**Metin bölümü**
Ölüm insan teki için kaçınılmaz. Birçok kişi çocukluk döneminde yakınlarından birinin ölümüyle karşılaşır. Ölen kişi bazen anne baba kardeş gibi en yakın kişiler, bazen nene dedeler bazen de kendi arkadaşları olabilir. Anne babaların çocuklara ölümü anlatma, cesedi gösterip göstermeme, ölüyü gömme sürecine katılıp katılmama, ağıtlar arasında bırakıp bırakmama, yakının ölümünden sonra çocuğun etkilenme derecesini takip etme vb. konularında ne yapacaklarını bilmeleri gerekiyor.
Çocukluk çağında psikolojik travma yaşamış kişilerle çalışırken dinlediğim travma öykülerinden biri de çocuğa ölen yakının cesedinin gösterilmesi. Çocuklar ölümü anlamakta zorluk çeker ve ceset görmek onları kalıcı korku ve endişe içinde bırakabilir. Önce size dinlediğim öykülerden örnekler vereyim.
“Anneannemi çok severdim. Anneannem öldüğü zaman ölü bedenini öpmem istendi.” (Kişinin içinde anneannenin ölü bedenini öpmesi sırasında var olan çocuk kişilik şöyle dedi: “Bedeni o kadar soğuktu ki, hala üşüyorum.” Bu kişilik bedeni kontrol ettiğinde kişi de aniden üşüyor)
“Anneannemle yakındık. O öldüğünde altı yaşındaydım. Öldüğü zamanı unutamıyorum. Onun evine girdiğimde onu beyaz bir örtü ile kapatmışlardı. Annem çığlıklar atarak saçını başını yoluyordu. Kadınlar ağlıyordu. (Kişi ilk zihinsel bölünmesinin o anda olduğunu söyledi)
“Ben altı yaşında iken bir yaşındaki kardeşim öldü. Komşular toplanmıştı. Bahçede onu kefenlediler. Ben kendi başıma kalmıştım. Kimse bana bir şey demedi. Uzaktan olup bitenleri seyrettim. Halen o sahne canlı bir video gibi aklımda.”
Çocuğa ceset göstermeyin!
Çocukları en sevdikleri olsa bile ceset görmesine izin vermeyin. Gömülme sahnesini de izletmeyin. Ağıt ve ağlamanın olduğu ortamlara da sokmayın. Bu üç sahne de yukarıdaki klinik örneklerde görüldüğü gibi çocuğun kaldırabileceğinden daha fazla korkutucu ve acı doludur.

**Alıştırma yönergeleri**
(1) Yukarıdaki metinden "Ölüm insan teki" ile başlayıp "yapacaklarını bilmeleri gerekiyor." sözlerine kadar giden kısmı hiç değiştirmeden kopyalayın.
(2) Yukarıdaki metinde kardeşini kaybeden kişi, kardeşi öldüğünde kaç yaşındaymış?
(3) Şu ifadeler yukarıdaki metinle uyuşuyor mu? Her biri için evet ya da hayır deyin ve karar veren sözleri metinden aynen alıntılayın.
(a) Çocuklar ölümü anlamakta zorlanır.
(b) Çocuklara gömülme sahnesini izletmek önerilir.
(c) Kardeşi ölen çocuğa komşular olup bitenleri anlattı.

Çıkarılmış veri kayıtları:
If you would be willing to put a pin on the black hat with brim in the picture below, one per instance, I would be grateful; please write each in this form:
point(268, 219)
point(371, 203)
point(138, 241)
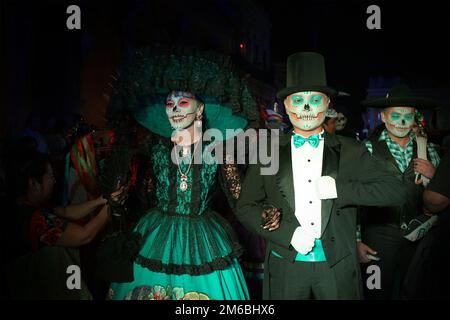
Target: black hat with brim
point(306, 72)
point(282, 94)
point(400, 96)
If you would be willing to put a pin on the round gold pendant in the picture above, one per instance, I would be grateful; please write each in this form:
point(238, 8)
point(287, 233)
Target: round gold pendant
point(183, 185)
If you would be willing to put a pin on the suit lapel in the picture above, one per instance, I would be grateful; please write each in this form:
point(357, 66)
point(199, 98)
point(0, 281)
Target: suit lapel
point(330, 167)
point(284, 178)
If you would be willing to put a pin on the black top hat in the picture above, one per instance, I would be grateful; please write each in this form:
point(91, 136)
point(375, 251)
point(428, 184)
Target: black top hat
point(306, 72)
point(400, 95)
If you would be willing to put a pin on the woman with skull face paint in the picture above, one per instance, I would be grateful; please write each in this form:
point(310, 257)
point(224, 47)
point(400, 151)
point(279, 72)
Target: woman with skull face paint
point(384, 229)
point(188, 251)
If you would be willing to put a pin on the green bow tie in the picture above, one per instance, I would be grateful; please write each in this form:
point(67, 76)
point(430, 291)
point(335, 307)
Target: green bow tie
point(313, 140)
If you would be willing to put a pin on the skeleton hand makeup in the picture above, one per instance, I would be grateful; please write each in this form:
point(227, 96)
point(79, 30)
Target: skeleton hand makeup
point(181, 109)
point(307, 109)
point(341, 121)
point(398, 120)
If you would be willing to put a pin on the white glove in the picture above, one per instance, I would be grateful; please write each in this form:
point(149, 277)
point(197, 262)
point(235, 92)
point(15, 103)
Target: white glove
point(302, 241)
point(326, 188)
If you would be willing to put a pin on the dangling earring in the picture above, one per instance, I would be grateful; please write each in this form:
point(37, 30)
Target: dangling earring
point(198, 120)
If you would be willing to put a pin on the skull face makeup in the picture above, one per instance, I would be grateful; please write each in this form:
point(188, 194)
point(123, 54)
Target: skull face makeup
point(181, 109)
point(307, 109)
point(398, 120)
point(341, 121)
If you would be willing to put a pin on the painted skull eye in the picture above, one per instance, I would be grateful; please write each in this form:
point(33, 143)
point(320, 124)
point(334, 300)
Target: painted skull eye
point(184, 102)
point(170, 104)
point(315, 100)
point(395, 116)
point(296, 100)
point(409, 116)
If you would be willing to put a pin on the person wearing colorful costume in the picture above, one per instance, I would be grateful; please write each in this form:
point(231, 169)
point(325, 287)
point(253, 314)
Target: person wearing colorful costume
point(390, 234)
point(321, 180)
point(187, 251)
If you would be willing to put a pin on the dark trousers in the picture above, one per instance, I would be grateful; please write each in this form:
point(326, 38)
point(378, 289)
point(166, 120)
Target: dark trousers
point(301, 280)
point(395, 254)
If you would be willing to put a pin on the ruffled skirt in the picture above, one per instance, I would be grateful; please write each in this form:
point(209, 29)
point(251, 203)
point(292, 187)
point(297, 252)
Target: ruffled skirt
point(185, 257)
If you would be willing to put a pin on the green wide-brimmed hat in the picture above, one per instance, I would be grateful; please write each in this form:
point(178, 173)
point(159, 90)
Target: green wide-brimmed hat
point(400, 95)
point(306, 72)
point(154, 72)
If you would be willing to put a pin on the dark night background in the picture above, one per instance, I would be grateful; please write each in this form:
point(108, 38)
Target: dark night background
point(55, 71)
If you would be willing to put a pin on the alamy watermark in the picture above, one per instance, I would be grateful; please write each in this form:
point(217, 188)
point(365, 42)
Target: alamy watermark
point(247, 147)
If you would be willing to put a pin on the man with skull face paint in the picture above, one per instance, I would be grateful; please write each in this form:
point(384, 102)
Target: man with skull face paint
point(383, 229)
point(322, 178)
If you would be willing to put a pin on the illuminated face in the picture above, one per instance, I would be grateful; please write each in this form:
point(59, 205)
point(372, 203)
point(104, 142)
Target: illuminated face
point(341, 121)
point(398, 120)
point(307, 109)
point(181, 109)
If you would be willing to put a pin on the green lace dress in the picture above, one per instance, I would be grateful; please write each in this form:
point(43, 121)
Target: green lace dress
point(189, 251)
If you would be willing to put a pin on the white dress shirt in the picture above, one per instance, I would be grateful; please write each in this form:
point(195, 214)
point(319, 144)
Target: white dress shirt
point(306, 170)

**Maddelere göre cevaplar**
(1)
Ölüm insan teki için kaçınılmaz. Birçok kişi çocukluk döneminde yakınlarından birinin ölümüyle karşılaşır. Ölen kişi bazen anne baba kardeş gibi en yakın kişiler, bazen nene dedeler bazen de kendi arkadaşları olabilir. Anne babaların çocuklara ölümü anlatma, cesedi gösterip göstermeme, ölüyü gömme sürecine katılıp katılmama, ağıtlar arasında bırakıp bırakmama, yakının ölümünden sonra çocuğun etkilenme derecesini takip etme vb. konularında ne yapacaklarını bilmeleri gerekiyor.

(2) Altı yaşındaymış.

(3)
(a) Evet: "Çocuklar ölümü anlamakta zorluk çeker"
(b) Hayır: "Gömülme sahnesini de izletmeyin."
(c) Hayır: "Kimse bana bir şey demedi."